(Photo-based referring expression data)
#####

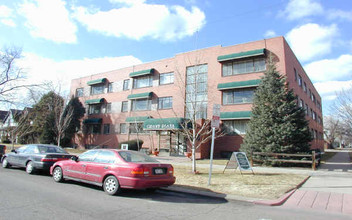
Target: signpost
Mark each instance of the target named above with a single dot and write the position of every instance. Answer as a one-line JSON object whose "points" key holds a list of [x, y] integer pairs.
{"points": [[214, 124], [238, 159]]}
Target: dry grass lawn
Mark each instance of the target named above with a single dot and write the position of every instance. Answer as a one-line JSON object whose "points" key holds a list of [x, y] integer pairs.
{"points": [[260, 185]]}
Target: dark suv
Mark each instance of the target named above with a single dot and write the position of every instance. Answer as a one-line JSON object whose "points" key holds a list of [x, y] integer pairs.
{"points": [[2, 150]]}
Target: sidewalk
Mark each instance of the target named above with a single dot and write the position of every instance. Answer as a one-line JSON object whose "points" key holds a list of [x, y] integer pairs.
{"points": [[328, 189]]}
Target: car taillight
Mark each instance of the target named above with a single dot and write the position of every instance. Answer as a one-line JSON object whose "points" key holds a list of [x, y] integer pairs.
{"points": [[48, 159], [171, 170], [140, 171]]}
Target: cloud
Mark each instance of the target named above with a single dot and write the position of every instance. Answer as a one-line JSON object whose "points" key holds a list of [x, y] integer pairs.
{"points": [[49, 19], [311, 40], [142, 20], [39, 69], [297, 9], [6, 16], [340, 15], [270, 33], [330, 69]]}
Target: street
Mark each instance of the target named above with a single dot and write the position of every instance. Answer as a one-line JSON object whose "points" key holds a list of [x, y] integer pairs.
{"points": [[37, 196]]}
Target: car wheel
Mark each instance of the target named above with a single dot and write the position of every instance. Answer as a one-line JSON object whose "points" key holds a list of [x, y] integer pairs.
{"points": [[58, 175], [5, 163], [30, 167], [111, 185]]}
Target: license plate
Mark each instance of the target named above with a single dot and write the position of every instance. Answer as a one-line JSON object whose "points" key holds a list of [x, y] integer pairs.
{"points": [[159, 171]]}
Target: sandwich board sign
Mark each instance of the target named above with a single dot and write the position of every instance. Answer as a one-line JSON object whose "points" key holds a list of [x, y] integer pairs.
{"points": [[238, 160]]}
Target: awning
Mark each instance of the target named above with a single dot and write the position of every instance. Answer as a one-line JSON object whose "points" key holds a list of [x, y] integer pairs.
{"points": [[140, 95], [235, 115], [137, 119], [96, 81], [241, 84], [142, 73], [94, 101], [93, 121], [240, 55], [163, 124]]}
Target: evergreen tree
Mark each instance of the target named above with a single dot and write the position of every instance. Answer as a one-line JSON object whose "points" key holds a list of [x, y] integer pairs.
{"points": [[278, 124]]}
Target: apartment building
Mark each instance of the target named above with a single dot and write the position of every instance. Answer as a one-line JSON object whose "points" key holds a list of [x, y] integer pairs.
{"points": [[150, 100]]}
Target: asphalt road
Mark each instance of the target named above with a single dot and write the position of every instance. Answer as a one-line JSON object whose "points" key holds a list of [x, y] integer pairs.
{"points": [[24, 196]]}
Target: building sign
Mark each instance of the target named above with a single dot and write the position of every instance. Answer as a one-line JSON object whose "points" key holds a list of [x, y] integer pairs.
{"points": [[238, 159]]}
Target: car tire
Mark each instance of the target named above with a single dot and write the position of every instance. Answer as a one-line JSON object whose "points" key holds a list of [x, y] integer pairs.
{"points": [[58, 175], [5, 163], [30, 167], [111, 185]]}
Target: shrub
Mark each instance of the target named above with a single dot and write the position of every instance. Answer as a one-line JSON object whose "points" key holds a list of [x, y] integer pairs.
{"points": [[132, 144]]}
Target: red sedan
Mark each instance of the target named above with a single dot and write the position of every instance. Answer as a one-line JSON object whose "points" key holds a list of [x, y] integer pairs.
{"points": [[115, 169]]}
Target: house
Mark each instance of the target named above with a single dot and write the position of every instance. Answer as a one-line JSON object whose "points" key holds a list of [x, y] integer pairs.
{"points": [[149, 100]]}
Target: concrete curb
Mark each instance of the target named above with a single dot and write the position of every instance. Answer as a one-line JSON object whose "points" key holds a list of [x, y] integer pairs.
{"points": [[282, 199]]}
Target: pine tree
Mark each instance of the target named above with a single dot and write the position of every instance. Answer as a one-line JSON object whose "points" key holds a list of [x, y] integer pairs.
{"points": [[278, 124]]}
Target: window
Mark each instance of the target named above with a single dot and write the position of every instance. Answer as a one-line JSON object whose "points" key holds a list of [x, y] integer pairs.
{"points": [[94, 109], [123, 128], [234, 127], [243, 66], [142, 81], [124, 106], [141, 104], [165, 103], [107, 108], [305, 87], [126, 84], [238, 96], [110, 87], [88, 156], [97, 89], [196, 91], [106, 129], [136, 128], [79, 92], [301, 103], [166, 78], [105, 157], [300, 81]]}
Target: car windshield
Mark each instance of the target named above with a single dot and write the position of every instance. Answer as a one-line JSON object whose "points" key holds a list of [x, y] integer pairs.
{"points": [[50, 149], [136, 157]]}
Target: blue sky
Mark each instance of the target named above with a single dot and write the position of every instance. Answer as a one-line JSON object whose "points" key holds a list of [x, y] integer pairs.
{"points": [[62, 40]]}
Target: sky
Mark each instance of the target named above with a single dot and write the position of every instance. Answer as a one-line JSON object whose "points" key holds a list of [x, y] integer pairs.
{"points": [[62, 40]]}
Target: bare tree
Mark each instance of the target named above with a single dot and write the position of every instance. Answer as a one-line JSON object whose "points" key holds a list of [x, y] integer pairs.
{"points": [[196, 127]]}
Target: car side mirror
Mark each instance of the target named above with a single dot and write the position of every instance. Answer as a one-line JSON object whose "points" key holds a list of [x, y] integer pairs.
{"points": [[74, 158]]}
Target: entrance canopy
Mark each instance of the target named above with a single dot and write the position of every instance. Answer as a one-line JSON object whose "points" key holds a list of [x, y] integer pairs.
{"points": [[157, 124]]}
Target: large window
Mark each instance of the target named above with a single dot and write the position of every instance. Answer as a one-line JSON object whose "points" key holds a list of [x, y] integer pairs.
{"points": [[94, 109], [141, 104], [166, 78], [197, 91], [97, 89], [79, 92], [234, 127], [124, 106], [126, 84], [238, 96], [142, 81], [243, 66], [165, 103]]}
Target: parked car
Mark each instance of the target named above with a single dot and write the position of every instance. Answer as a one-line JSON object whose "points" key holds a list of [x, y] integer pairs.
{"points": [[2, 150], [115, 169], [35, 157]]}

#####

• Brief
Without the pictures, repeat every record above exactly as written.

• Solved exercise
Target: signpost
Mark each instance of the target named above with a single dot and write the position of every instance. Answer as a one-line JSON object whose "points" key holds a list of [x, y] integer pairs.
{"points": [[214, 124], [238, 159]]}
Target: dry grass lawn
Mark each instance of the target named above with a single dot and write the position of every instance. Answer as a one-line JSON object whose "points" key holds a list of [x, y] integer pairs.
{"points": [[260, 185]]}
Target: dark suv
Mark each instance of the target named above with a single dot and write the position of every instance. Answer as a one-line JSON object whose "points" key holds a list of [x, y] integer pairs.
{"points": [[2, 150]]}
Target: sidewalk
Mark each instance of the target named above with a single dot and write the position of every instance. Answer as a one-line JSON object whose "points" key holds a list of [x, y] integer pairs.
{"points": [[328, 189]]}
Target: car taillight
Mark each instance of the target named above with a single dot and write the position of every instance. Answer as a one-line JSON object whose "points" key holds a list of [x, y] integer pairs.
{"points": [[48, 159], [171, 170], [140, 171]]}
Target: cloud
Mark each instance of the target named above with a single dot and write the position of every instance. Answer as a one-line JSON object whose "points" key holds a list of [x, y] integer pairs.
{"points": [[49, 19], [311, 40], [142, 20], [39, 69], [297, 9], [6, 16], [340, 15], [270, 33], [330, 69]]}
Target: street
Mark each instance of the target named above with a single dot and write the position of every instance. Answer as a one-line JSON object whose "points" key holds a list of [x, y] integer pairs.
{"points": [[37, 196]]}
Target: car wheel
Mark each instance of the target named above with a single dot and write the position of every instance. Answer as a one-line JSON object whose "points" key holds a list of [x, y] integer pairs.
{"points": [[58, 175], [5, 163], [30, 167], [111, 185]]}
Target: license plate
Mark each instance of the target named above with a single dot and write the position of every instance. Answer as a one-line JSON object whose "points" key holds a list of [x, y] integer pairs.
{"points": [[159, 171]]}
Target: sandwich board sign
Mark each instance of the target named above with a single dot and write the position of every instance. Answer as a one-line JSON object whose "points" key holds a list of [x, y] integer pairs.
{"points": [[238, 160]]}
Target: awning
Mark each instance of the target named above with a single dot and write the position of every instance. Answer as a one-line JSON object whose "points" key holds a list of [x, y] integer pairs.
{"points": [[140, 95], [235, 115], [137, 119], [96, 81], [241, 84], [142, 73], [94, 101], [93, 121], [240, 55], [163, 124]]}
Target: evergreen tree
Mark each instance of the target named above with a single dot and write the position of every instance. Answer as a one-line JSON object whose "points" key holds a list of [x, y] integer pairs.
{"points": [[278, 124]]}
Target: apartment building
Mark each instance of the target named above with a single dot and write the position of every instance. Answer as a one-line JSON object whose "points" key holds a list of [x, y] integer pairs.
{"points": [[150, 100]]}
Target: asphalt road
Mark each instance of the target named above with a single dot and write the position of every instance. Answer as a one-line JSON object whose "points" key holds a list of [x, y] integer pairs.
{"points": [[24, 196]]}
Target: building sign
Mark each instance of the target named above with a single dot and write the position of every instance. Answer as a one-line JSON object whose "points" key holds a list of [x, y] integer pairs.
{"points": [[238, 159]]}
Target: car tire
Mark each instance of the target named above with a single dot and write the position of every instance. Answer as a one-line JSON object whose "points" key holds a list of [x, y] integer pairs.
{"points": [[58, 175], [5, 163], [30, 167], [111, 185]]}
Target: shrub
Mark each instance of the target named above with a single dot and write the position of every instance. Answer as a one-line JSON object whose "points" key holds a list of [x, y] integer pairs.
{"points": [[132, 144]]}
Target: red sedan
Mark each instance of the target named above with a single dot and write the position of every instance. Answer as a one-line JSON object whose "points" key holds a list of [x, y] integer pairs.
{"points": [[115, 169]]}
Target: house
Mark each instance of the target named above with a single dot and write the position of every instance. Answer as a one-line JSON object whose "points" key holds a list of [x, y] integer pairs.
{"points": [[149, 100]]}
Target: concrete curb
Mark each instance of the target named above with a single dot and write the position of every instance. Answer as a one-line JSON object whose "points" key holds a list of [x, y] integer pairs.
{"points": [[282, 199]]}
Target: pine tree
Mark each instance of the target named above with a single dot and write the position of every instance. Answer as a one-line JSON object whose "points" key holds a list of [x, y] integer pairs.
{"points": [[278, 124]]}
Target: window
Mark each instance of the target named above with a single dot and write the position of every instance. Answer as a one-line JSON object whose "points" key holds a list of [x, y] integer pairs.
{"points": [[94, 109], [123, 128], [234, 127], [243, 66], [142, 81], [124, 106], [141, 104], [165, 103], [107, 108], [305, 87], [126, 84], [238, 96], [110, 87], [88, 156], [97, 89], [196, 91], [106, 129], [136, 128], [79, 92], [301, 103], [166, 78], [105, 157], [300, 81]]}
Target: car windshield
Mark each instance of the target named above with a single dot and write the position of every instance. Answer as a one-line JSON object whose "points" key holds a list of [x, y] integer pairs.
{"points": [[50, 149], [136, 157]]}
Target: blue sky
Mark each instance of the target named above with a single dot and write the position of every instance. Answer as a one-line JSON object whose "points" key holds a list of [x, y] integer pairs.
{"points": [[62, 40]]}
Target: sky
Mark each instance of the target named above with a single dot and write the position of every instance. Answer as a one-line JSON object whose "points" key holds a list of [x, y] integer pairs.
{"points": [[62, 40]]}
Target: bare tree
Mark each instance of the target named above with a single dot and write the position of every instance. Answer as a one-line JSON object whose "points" key holds a list of [x, y] integer pairs.
{"points": [[196, 127]]}
Target: car side mirror
Mark each instance of the target named above with a single dot and write the position of every instance. Answer as a one-line JSON object whose "points" key holds a list of [x, y] integer pairs.
{"points": [[74, 158]]}
Target: entrance canopy
Mark each instance of the target named above with a single dot and write the position of every instance. Answer as a one-line JSON object whose "points" key holds a list of [x, y] integer pairs.
{"points": [[157, 124]]}
Target: large window
Mark each instance of the target named above with a single dot and write the position of every instance. Answer as a one-line JSON object whose "points" key holds a list of [x, y] integer pairs.
{"points": [[94, 109], [141, 104], [166, 78], [197, 91], [97, 89], [79, 92], [234, 127], [124, 106], [126, 84], [238, 96], [142, 81], [243, 66], [165, 103]]}
Target: parked car
Mark each instance of the target named above with a single dot and write the position of every instance. Answer as a one-line JSON object whose "points" key holds a list of [x, y] integer pairs.
{"points": [[2, 150], [115, 169], [35, 157]]}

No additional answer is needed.